WRITTEN REQUEST: According to the passage on insolvency amendments, within how many days must employers pay over benefit fund contributions and deductions from employees' salaries?

GIVEN PASSAGE:
***

The constituencies agree that abuse of insolvency should be
curbed. Labour and Business are of the view that provision should
be made for the court to examine whether there are viable
alternatives to liquidation that would keep a business as a going
concern and save jobs.
The parties agreed to address certain of the above areas through
amendments to be introduced in the current sitting of Parliament,
and these are set out in 3.3.1 and 3.3.2 below
3.3.1 Amendments proposed to the LRA and BCEA
The following amendments were agreed to the LRA and
BCEA that address the problems of workers facing insolvency:
- Requiring that employers notify trade unions or
employees of circumstances and legal proceedings that may
result in insolvency (LRA, s.197B);
- Requiring employers to pay over their contributions as
well as deductions made from employees' salaries for
benefit funds within 7 days of the deduction being made or the
contribution becoming due (BCEA, s.34A);
- Ensuring that workers whose contracts of employment are
terminated when their employer is sequestrated or liquidated are
entitled to severance pay (BCEA, s.41).
3.3.2. Amendments proposed to the Insolvency
Act
The following amendments were agreed for inclusion
in the Insolvency Amendment Bill:
- Obliging a petitioner to give notice of a
provisional liquidation to a trade union or employee (s.4 and
s.9);
- Suspending (as opposed to terminating) the
contract of employment of an employee in the case of an insolvency
(s. 38);
- Providing for a process of consultation with
trade unions that may be able to assist in saving a company facing
insolvency (s. 38).
3.3.3. Further amendments
The parties noted the current process by the Department of
Justice to undertake a comprehensive review of insolvency
legislation with the intention of producing an all-encompassing
Insolvency Act. The parties therefore agreed that the
remainder of the issues listed previously should be taken up as
amendments to be addressed in the proposed comprehensive Insolvency
Amendment Bill.
Labour noted a reservation that should the process
of finalising the comprehensive Act be delayed beyond 2002, it
would reconsider support for the process and may seek to have the
matter dealt with more immediately in Nedlac.

***

(Image region labeling entries)

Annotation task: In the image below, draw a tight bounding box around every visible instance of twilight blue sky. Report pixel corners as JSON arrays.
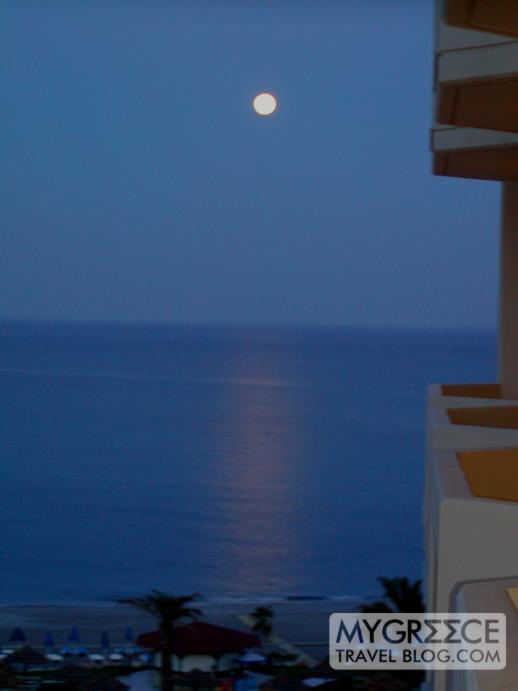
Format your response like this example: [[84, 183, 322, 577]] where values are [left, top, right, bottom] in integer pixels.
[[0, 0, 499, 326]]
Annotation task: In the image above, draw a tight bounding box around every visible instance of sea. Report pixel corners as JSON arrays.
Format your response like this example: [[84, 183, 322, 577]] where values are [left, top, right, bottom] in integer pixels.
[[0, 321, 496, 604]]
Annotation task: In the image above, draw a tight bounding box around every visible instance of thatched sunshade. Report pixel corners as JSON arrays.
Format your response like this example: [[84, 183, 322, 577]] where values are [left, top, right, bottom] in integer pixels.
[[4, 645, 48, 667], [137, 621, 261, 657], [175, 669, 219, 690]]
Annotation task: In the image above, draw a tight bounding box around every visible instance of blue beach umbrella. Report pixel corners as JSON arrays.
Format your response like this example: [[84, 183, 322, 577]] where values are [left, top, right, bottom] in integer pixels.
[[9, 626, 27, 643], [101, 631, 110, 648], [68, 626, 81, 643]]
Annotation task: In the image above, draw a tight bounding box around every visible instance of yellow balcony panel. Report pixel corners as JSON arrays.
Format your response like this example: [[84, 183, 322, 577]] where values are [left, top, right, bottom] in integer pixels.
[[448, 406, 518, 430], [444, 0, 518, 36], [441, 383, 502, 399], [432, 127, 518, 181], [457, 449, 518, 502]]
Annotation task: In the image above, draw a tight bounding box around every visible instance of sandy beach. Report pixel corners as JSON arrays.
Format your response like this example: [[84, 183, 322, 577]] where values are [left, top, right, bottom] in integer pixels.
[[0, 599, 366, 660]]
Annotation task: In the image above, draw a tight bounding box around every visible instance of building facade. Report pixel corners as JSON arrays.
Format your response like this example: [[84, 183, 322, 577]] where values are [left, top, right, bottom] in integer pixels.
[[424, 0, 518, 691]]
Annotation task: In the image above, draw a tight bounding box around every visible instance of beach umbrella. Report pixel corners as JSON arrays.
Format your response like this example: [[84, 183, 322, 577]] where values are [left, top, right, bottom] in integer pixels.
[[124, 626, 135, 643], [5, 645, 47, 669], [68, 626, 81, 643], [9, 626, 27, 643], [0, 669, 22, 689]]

***

FULL RESPONSE: Within 7 days of the deduction being made or the contribution becoming due.